Work instructions:
Can you express the listing below, from the line containing "198, row 194." through the line containing "column 142, row 257", as a two-column CSV headed input and output? Each row should pair a text with its answer, each in a single quoted field with line breaks turned into spaces.

Dataset records:
=====

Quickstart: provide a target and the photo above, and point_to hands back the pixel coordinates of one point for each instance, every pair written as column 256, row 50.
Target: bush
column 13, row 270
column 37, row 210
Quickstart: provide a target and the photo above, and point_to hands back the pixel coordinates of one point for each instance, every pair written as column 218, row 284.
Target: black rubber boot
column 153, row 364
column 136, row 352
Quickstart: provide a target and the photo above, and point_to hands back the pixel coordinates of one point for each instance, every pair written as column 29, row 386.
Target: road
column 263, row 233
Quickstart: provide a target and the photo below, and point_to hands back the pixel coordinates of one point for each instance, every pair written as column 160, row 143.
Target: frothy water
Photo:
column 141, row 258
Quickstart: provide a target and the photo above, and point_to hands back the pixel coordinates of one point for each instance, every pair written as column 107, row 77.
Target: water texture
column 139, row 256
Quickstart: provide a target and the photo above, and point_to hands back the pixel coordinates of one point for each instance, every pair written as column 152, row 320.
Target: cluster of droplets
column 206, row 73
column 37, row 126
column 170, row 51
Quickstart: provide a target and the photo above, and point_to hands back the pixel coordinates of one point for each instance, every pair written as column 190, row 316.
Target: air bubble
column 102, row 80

=====

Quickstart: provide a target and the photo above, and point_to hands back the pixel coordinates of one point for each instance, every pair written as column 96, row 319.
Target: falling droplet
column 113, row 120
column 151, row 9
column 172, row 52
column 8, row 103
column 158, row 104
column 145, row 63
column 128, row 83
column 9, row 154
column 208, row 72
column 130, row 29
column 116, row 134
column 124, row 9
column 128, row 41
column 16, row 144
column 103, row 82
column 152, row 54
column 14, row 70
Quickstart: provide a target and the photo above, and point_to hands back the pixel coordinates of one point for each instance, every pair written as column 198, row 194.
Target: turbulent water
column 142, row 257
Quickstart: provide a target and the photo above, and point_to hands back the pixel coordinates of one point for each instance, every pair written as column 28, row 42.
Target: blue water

=====

Result for this task:
input,output
"Quickstart: provide a target and the photo above, and point_to hands back the pixel coordinates of one point for each instance, every pair written as column 198, row 194. Target: turbulent water","column 142, row 257"